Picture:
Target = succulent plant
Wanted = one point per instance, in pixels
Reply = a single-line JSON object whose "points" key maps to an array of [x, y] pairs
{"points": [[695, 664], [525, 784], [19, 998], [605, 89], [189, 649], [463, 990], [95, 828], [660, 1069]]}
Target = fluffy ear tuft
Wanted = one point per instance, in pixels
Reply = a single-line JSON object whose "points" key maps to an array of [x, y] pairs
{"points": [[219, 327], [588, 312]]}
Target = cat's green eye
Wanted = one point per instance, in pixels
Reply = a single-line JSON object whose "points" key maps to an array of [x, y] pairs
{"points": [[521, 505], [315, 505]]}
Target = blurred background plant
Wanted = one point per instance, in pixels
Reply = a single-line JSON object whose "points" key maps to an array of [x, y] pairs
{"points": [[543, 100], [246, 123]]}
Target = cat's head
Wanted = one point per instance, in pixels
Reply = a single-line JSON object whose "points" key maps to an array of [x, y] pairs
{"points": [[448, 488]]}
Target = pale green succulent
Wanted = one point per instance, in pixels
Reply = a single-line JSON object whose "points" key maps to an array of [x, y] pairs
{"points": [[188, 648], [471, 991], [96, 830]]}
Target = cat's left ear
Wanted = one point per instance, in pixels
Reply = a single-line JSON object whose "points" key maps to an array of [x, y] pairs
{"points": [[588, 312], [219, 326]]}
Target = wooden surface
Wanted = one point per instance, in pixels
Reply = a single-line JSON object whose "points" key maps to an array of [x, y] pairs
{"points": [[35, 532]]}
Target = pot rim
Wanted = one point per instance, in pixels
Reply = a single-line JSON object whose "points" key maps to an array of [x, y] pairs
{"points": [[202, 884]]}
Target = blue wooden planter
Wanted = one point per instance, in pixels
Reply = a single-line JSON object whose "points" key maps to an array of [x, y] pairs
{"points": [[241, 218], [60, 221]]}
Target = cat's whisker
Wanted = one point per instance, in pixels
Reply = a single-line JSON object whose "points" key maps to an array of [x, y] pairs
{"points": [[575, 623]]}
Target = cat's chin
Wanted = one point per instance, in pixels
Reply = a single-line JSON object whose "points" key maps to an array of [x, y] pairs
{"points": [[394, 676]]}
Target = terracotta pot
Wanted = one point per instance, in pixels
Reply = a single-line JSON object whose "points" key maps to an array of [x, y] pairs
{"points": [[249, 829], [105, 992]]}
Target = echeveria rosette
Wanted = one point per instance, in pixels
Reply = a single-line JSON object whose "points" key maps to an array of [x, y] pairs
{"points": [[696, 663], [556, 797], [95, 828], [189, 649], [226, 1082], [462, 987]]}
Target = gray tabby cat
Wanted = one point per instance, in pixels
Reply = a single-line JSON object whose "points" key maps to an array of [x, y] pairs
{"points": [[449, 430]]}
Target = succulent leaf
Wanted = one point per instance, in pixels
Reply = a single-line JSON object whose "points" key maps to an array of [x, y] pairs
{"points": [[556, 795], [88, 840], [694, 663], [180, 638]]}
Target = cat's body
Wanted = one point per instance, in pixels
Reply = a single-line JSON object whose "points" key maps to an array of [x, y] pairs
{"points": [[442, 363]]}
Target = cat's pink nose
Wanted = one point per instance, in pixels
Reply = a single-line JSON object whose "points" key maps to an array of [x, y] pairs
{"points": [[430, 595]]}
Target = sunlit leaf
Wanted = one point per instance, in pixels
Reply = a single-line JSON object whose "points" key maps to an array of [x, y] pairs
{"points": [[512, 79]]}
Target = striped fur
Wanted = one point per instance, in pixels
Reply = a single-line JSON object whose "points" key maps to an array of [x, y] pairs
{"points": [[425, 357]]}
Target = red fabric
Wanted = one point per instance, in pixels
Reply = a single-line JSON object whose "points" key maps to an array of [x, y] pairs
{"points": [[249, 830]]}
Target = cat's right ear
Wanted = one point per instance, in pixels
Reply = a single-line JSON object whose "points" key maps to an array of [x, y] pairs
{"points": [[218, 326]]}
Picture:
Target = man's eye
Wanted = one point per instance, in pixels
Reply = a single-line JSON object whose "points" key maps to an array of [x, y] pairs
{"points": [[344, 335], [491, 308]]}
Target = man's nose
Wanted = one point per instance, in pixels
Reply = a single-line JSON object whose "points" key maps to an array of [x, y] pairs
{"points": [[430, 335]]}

TASK PROMPT: Every entry above should be duplicated exactly.

EXPECTED ANSWER:
Picture:
Target = succulent plant
Wanted = one point per instance, in pixels
Reply = a single-line JSON object whose "points" key maps to an array of [x, y] pairs
{"points": [[695, 664], [525, 784], [19, 998], [605, 89], [189, 649], [463, 990], [95, 828], [660, 1069]]}
Target = fluffy ear tuft
Wanted = one point per instance, in pixels
Reply = a single-line JSON object whose "points" key maps to an array of [x, y] pairs
{"points": [[219, 327], [588, 312]]}
Target = cat's green eye
Wanted = one point per instance, in pixels
Reply = a single-line JSON object whose "points" key maps to an array of [x, y] pairs
{"points": [[521, 505], [315, 505]]}
Target = blurred background plant
Wanted = one point per instance, in pixels
Reply = a single-line JSON object whose "points" key maps to an array of [x, y] pairs
{"points": [[543, 100], [246, 123]]}
Target = cat's head
Wanted = one point per instance, in pixels
Reply = a single-line JSON object whose "points" key maps to an array of [x, y] pairs
{"points": [[448, 488]]}
Target = pale green succulent
Wanted = one point per instance, in pixels
Reply = a single-line JSON object whose "points" key maps to an array of [x, y] pairs
{"points": [[188, 648], [471, 991], [96, 830]]}
Target = cat's left ear
Wanted = one point per instance, in pixels
Reply = a single-line JSON object whose "points" key maps to an array of [x, y] pairs
{"points": [[588, 312], [219, 326]]}
Target = wooden surface
Wanted = one point per instance, in pixels
Reply = a single-line JSON object whose "points" key maps to an array of [x, y] pairs
{"points": [[35, 532]]}
Target = pot rim
Wanted = one point per instance, in pixels
Reply = a single-line JSON object whose "points" key maps to an array of [x, y] pairs
{"points": [[202, 884]]}
Target = blue wooden planter
Wanted = one point per instance, in pixels
Reply = a single-line JSON object whose "points" key maps to an array of [x, y] pairs
{"points": [[241, 218], [60, 221]]}
Target = cat's whisker
Wanted = one point per instance, in pixels
Reply = a single-line JSON object whose "points" key maps to an array of [x, y] pairs
{"points": [[575, 623]]}
Target = cat's chin
Wanted = one point per instance, in pixels
Reply = a single-line JSON object whose "points" key maps to an array of [x, y] pairs
{"points": [[394, 676]]}
Target = terracotta pot
Wanted = one point per instance, in pixels
Reply = a single-line JSON object whose "points" key maps to an array of [x, y] pairs
{"points": [[249, 829], [105, 992]]}
Target = echeveria rosette
Wanted = one point per instance, in pixels
Reply = a single-line JSON object whose "points" key maps to an array of [x, y] pairs
{"points": [[696, 663], [556, 797], [95, 828], [189, 649], [226, 1082], [462, 987]]}
Target = gray tabby cat
Wanted = one point per instance, in pixels
Reply = a single-line JSON object whose "points" key maps to an array of [x, y] pairs
{"points": [[449, 430]]}
Target = succulent leaf
Wanted = one point per instance, in pixels
Reply = a single-line JSON object whose "points" key maps to an array of [x, y] pairs
{"points": [[556, 795], [88, 840], [694, 663], [180, 638]]}
Target = cat's body
Wanted = one point per instance, in pixels
Reply = a single-line JSON object whose "points" key maps to an array of [x, y] pairs
{"points": [[442, 363]]}
Target = cat's pink nose
Wanted = one point per instance, in pixels
Reply = a single-line JSON object whose "points" key maps to an array of [x, y] pairs
{"points": [[430, 595]]}
Target = sunlit leaf
Wanted = one point per instance, in pixels
Reply = a single-line JSON object whose "points" key maps to an array of [x, y] pairs
{"points": [[512, 79]]}
Target = striped fur
Wanted = one point per instance, in pixels
Reply = a single-line JSON object whose "points" key maps to an array of [x, y] pairs
{"points": [[425, 357]]}
Target = red fabric
Wanted = one point per instance, in pixels
Reply = a single-line JSON object whose "points" key maps to an array of [x, y] pairs
{"points": [[249, 830]]}
Target = cat's right ear
Wanted = one point per instance, in pixels
Reply = a single-line JSON object whose "points" key maps to an array of [x, y] pairs
{"points": [[218, 326]]}
Picture:
Target = man's eye
Wanted = one point per instance, in pixels
Reply = a single-line JSON object whose "points" key maps to an array of [x, y] pairs
{"points": [[344, 335], [491, 308]]}
Target = man's nose
Wanted = one point per instance, in pixels
Reply = a single-line JSON object whose "points" key maps to an array of [x, y] pairs
{"points": [[430, 335]]}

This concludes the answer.